··· Data to process ···

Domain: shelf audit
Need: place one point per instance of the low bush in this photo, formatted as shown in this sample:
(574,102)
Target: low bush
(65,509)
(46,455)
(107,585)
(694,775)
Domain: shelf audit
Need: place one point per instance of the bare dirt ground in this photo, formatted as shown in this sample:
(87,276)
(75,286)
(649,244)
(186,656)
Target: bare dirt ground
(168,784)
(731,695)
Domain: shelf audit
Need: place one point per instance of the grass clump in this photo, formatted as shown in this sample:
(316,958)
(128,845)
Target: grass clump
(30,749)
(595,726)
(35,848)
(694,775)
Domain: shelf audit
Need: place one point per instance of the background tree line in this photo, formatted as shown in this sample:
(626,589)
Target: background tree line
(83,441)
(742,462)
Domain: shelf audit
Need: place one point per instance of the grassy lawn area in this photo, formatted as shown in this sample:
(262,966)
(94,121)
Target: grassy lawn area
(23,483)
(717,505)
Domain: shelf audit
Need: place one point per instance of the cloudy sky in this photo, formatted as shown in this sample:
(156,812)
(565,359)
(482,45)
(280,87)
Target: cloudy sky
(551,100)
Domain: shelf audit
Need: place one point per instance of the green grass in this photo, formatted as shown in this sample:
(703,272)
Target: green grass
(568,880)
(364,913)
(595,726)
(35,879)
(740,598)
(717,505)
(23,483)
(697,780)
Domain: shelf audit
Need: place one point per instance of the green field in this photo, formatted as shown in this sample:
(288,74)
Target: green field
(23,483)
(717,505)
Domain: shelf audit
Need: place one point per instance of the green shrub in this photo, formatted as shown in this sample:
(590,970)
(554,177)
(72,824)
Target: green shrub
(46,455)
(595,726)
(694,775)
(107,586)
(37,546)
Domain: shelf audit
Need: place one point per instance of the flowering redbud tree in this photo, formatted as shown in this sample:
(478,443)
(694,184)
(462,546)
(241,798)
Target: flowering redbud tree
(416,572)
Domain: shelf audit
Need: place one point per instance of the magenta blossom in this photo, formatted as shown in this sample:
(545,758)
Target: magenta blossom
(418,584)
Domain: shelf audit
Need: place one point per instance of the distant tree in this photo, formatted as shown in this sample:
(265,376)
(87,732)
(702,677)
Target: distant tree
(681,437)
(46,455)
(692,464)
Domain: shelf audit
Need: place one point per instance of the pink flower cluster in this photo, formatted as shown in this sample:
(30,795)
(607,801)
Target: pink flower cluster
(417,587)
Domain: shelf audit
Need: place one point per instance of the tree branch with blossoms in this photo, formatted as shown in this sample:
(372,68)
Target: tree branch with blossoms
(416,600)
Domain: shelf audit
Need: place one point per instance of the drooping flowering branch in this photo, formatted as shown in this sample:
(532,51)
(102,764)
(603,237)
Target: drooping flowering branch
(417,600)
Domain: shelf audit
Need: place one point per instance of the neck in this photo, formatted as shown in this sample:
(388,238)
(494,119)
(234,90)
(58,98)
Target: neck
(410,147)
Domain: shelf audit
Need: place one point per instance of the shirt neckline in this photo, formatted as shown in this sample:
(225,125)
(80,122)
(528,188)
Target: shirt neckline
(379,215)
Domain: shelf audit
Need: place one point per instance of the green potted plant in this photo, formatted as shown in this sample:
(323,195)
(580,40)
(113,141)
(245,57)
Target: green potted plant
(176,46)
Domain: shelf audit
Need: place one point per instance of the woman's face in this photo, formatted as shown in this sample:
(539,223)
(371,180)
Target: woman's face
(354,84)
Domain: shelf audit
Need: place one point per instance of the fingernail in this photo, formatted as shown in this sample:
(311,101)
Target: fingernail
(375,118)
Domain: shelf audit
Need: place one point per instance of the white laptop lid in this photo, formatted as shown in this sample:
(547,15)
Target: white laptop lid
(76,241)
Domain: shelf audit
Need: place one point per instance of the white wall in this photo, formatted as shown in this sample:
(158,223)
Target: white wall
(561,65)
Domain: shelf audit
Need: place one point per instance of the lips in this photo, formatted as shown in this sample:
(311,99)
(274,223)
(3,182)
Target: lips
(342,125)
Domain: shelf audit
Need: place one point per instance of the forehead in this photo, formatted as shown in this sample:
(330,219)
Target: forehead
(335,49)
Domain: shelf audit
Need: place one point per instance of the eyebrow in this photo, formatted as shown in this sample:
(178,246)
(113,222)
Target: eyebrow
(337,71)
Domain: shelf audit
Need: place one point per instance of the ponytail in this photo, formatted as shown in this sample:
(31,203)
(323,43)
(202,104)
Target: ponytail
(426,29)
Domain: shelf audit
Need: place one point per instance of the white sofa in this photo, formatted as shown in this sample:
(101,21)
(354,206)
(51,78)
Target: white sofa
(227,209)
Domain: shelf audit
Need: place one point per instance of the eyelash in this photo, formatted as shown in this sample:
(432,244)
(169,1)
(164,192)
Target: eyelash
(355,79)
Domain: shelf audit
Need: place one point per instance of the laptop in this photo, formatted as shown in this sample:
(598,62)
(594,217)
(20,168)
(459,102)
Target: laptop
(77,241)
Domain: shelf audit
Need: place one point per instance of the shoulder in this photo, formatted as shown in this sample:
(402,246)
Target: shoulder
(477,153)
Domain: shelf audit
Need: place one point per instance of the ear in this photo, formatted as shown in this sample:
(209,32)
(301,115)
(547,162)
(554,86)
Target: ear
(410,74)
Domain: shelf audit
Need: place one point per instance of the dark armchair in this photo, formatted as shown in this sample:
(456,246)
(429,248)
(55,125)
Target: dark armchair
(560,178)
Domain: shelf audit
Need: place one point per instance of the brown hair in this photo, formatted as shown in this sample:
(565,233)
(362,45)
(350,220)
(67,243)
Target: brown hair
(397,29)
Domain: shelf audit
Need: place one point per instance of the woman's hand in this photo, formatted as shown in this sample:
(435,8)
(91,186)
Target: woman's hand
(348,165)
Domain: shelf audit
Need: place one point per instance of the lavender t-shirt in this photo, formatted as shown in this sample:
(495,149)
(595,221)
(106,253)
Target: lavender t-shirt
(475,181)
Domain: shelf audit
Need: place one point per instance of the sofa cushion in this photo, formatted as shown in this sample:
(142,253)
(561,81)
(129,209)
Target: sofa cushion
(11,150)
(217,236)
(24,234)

···

Quote all the records exactly, please, leaving none out.

[Task response]
Domain: shelf audit
Need: place one point per instance of the low bush in this photo, formatted as shown in this sample:
(574,102)
Target: low bush
(65,509)
(46,455)
(107,585)
(694,775)
Domain: shelf audit
Need: place one point per instance of the bare dirt ground in this photo, formatted as shown in this sample:
(87,276)
(75,286)
(649,244)
(186,656)
Target: bare dirt ground
(168,784)
(731,695)
Domain: shelf audit
Need: place one point per instance of the grass clump in this photo, formatted as shown in this sample:
(316,958)
(128,845)
Target: grass clump
(30,749)
(595,726)
(35,848)
(694,775)
Domain: shelf audit
Need: place one point per instance of the background tree line in this photo, formatted as shown in this sample:
(626,589)
Target: background tree line
(83,441)
(742,462)
Domain: shelf audit
Need: place one point per instance of the grassy lawn area in this photo, formatted as shown in this sample:
(262,966)
(94,121)
Target: grassy lawn area
(23,483)
(717,505)
Domain: shelf audit
Need: place one point per instance of the cloudy sky in this photo, formatted as shown in this sample:
(156,812)
(565,359)
(482,45)
(280,87)
Target: cloudy sky
(551,100)
Domain: shelf audit
Need: place one point per instance of the green grass in this photo, formatted as shown in this sample:
(703,272)
Target: green grass
(568,880)
(364,913)
(595,726)
(35,879)
(740,598)
(717,505)
(23,483)
(697,780)
Domain: shelf audit
Need: place one point per instance of the green field in this photo, formatted as shown in this sample:
(288,74)
Target: green field
(23,483)
(717,505)
Domain: shelf audit
Need: place one point per instance of the green shrub in this photo, formatted as shown in this sample:
(590,970)
(554,177)
(72,824)
Target: green shrub
(46,455)
(595,726)
(694,775)
(107,586)
(37,546)
Domain: shelf audit
Need: place one point per instance of the flowering redbud tree in this photo, formatted as shown in this sample:
(478,443)
(694,184)
(462,546)
(241,798)
Target: flowering redbud tree
(416,572)
Domain: shelf audit
Need: place one point per instance of the magenta blossom in this photo, formatted as shown in this sample:
(545,758)
Target: magenta blossom
(418,584)
Domain: shelf audit
Need: place one point per instance of the distant tree in this photo, formatted as shown in this sample:
(265,376)
(87,732)
(702,677)
Target: distant tree
(681,437)
(46,455)
(692,464)
Domain: shelf audit
Need: place one point per instance of the pink flower cluster in this photo, formatted as shown in this sample:
(30,795)
(607,801)
Target: pink flower cluster
(417,587)
Domain: shelf audit
Need: place one point per instance of the tree branch with blossoms in this photo, formatted as shown in this sample:
(372,68)
Target: tree branch with blossoms
(416,600)
Domain: shelf audit
Need: place one point per instance of the drooping flowering branch in this photo, formatted as shown in this sample:
(532,51)
(102,764)
(603,237)
Target: drooping flowering branch
(417,600)
Domain: shelf audit
Need: place one point per instance of the neck in this photo, formatted as shown in this sample:
(388,238)
(494,119)
(234,90)
(58,98)
Target: neck
(410,147)
Domain: shelf audit
Need: place one point per instance of the shirt neckline in this photo, formatted as shown in this sample:
(225,125)
(80,122)
(528,188)
Target: shirt neckline
(379,215)
Domain: shelf audit
Need: place one point per instance of the green potted plant in this photo, formatted as shown in this sample:
(323,195)
(580,40)
(113,141)
(245,57)
Target: green potted plant
(176,46)
Domain: shelf audit
Need: place one point per instance of the woman's face in this photo, formatted as shown in this sample:
(539,223)
(371,180)
Target: woman's face
(354,84)
Domain: shelf audit
Need: place one point per instance of the fingernail in this photo, formatted as shown in this sample:
(311,101)
Target: fingernail
(375,118)
Domain: shelf audit
Need: place one point per instance of the white laptop lid in this photo, formatted as shown in this sample:
(547,15)
Target: white laptop lid
(76,241)
Domain: shelf audit
Need: place one point per instance of the white wall in this photo, formatted as shown in this sample:
(158,223)
Target: white wall
(561,65)
Domain: shelf audit
Need: place one point per instance of the lips in this photo, formatted as shown in this sample:
(311,99)
(274,223)
(3,182)
Target: lips
(342,125)
Domain: shelf audit
Need: place one point per instance of the forehead in this photo, formatted as shown in this sample:
(330,219)
Target: forehead
(335,49)
Domain: shelf audit
Need: place one point per instance of the eyebrow in this photo, formatted as shown in this sample:
(178,246)
(113,222)
Target: eyebrow
(337,71)
Domain: shelf audit
Need: place one point per instance of the ponytail in this photo, formatted as shown in this sample:
(31,203)
(323,43)
(202,104)
Target: ponytail
(426,29)
Domain: shelf audit
Need: place one point per instance of the white sofa in this photo, formatted as shown in this sample:
(101,21)
(354,206)
(51,78)
Target: white sofa
(227,209)
Domain: shelf audit
Need: place one point per instance of the eyelash in this photo, formatted as shown in this sample:
(432,244)
(169,1)
(164,192)
Target: eyelash
(355,79)
Domain: shelf audit
Need: place one point per instance of the laptop in this photo, formatted as shown in this sample:
(598,62)
(594,217)
(20,168)
(459,102)
Target: laptop
(77,241)
Domain: shelf audit
Need: place one point per instance of the shoulder in this photo, formatted as shown in this sample:
(402,246)
Target: shoulder
(477,153)
Domain: shelf audit
Need: place one point per instance of the ear in this photo, formatted as shown in this sample:
(209,32)
(301,115)
(547,162)
(554,86)
Target: ear
(410,74)
Domain: shelf audit
Need: place one point per instance of the dark armchair in this photo, formatted as shown in this sample:
(456,246)
(429,248)
(55,125)
Target: dark armchair
(560,178)
Domain: shelf audit
Need: place one point per instance of the brown hair in this photo, formatted as shown in this sample:
(565,233)
(362,45)
(350,220)
(67,243)
Target: brown hair
(397,29)
Domain: shelf audit
Need: place one point per instance of the woman's hand in this photo, formatted as shown in this sample:
(435,8)
(91,186)
Target: woman's hand
(348,165)
Domain: shelf audit
Need: place one point per instance of the lavender t-shirt in this photo, formatted as shown in this sample:
(495,149)
(595,221)
(106,253)
Target: lavender t-shirt
(475,181)
Domain: shelf audit
Need: place one point per instance of the sofa cushion in this photo, formatted as shown in this sample:
(142,253)
(561,81)
(129,209)
Target: sofa cushion
(11,150)
(217,236)
(24,234)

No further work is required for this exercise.